*Challenge A:*
Using the passage about the Rutgers course syllabus, answer these:
(i) Which Rutgers department offers the course?
(ii) At what times does the class meet?
(iii) Who wrote about "genres" of the human?

[START OF Given passage]

I and You by Beverly Garside I and YouApparently, "I and You" is BAD LITERATURE - bad enough to be so interesting that they are studying it at Rutgers! I'm proud to be sharing the syllabus of this class with such luminaries as James Baldwin and Joe Sacco (graphic novel "Palestine.") And since in the academic language, very little means what it says on the surface, I've studied the matter and discerned that it is, indeed, a compliment! Here's the syllabus from the Comparative Literature Department at Rutgers University, Fall 2016 term:

Short Fiction
195:135:03; Index 10942
MW7 (6:10PM-7:30PM), FH-A3; CAC
Instructor: We
Fulfills SAS Core Code AHp
Does not count towards major or minor

“Bad Literature: Genres of Fiction, Genres of the Human”.
This course deals with various fictive failures: failure to be good literature, to be fictional, to be or become human, through racialization, gendering, ableism, colonialism, and special boundaries between human/animal. In what contexts are they failures and how do we read their “badness” otherwise? We will read texts from spaces inside and outside the U.S.-Europe and that push the boundaries of literature. What “makes” (and not what “is”) a good literature? Sylvia Wynter wrote about “genres” of the human to describe the inherently exclusive definition of the human. We will explore different genres of fiction and the human.

[END OF Given passage]
[START OF Supplied material]

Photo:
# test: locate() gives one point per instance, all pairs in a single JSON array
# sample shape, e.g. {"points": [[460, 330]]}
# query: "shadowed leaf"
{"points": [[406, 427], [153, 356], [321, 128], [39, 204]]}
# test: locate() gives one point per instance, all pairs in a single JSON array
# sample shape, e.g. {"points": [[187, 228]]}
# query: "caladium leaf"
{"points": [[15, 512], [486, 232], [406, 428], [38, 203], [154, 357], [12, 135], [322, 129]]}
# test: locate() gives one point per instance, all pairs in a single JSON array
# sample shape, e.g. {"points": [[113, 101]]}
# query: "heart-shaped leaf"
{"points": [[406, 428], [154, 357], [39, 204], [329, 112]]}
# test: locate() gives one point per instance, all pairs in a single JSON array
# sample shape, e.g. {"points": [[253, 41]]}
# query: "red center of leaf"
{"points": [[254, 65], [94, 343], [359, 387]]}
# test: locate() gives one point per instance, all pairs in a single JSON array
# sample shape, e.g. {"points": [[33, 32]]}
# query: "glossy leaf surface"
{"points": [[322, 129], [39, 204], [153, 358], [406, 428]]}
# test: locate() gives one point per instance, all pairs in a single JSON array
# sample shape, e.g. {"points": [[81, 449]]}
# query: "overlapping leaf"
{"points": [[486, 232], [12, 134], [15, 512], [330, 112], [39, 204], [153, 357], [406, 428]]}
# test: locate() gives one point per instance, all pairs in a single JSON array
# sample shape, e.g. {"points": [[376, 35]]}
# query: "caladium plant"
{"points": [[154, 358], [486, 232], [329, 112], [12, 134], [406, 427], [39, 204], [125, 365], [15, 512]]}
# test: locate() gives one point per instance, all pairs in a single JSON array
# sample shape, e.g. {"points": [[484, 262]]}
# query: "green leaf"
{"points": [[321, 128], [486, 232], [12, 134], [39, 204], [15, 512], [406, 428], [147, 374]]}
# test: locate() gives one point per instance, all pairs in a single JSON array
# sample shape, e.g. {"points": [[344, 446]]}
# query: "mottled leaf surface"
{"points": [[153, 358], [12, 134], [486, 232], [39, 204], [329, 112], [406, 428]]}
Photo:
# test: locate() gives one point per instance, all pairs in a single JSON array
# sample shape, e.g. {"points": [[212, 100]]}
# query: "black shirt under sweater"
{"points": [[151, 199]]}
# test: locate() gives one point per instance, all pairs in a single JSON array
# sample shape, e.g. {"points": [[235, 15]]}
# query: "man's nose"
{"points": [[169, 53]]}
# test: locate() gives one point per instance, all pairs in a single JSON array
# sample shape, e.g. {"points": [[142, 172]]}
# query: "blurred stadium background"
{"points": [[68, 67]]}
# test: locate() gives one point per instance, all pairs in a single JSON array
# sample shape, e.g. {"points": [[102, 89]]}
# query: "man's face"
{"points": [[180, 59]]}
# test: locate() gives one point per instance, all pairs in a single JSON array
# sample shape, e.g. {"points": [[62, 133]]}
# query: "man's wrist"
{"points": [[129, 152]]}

[END OF Supplied material]

*Challenge B:*
Return each line of the listing that contains the word "leaf".

*Task result A:*
(i) The Comparative Literature Department.
(ii) 6:10PM to 7:30PM.
(iii) Sylvia Wynter.

*Task result B:*
# query: "shadowed leaf"
# query: "caladium leaf"
# query: "heart-shaped leaf"
# query: "red center of leaf"
# query: "glossy leaf surface"
# query: "overlapping leaf"
# query: "green leaf"
# query: "mottled leaf surface"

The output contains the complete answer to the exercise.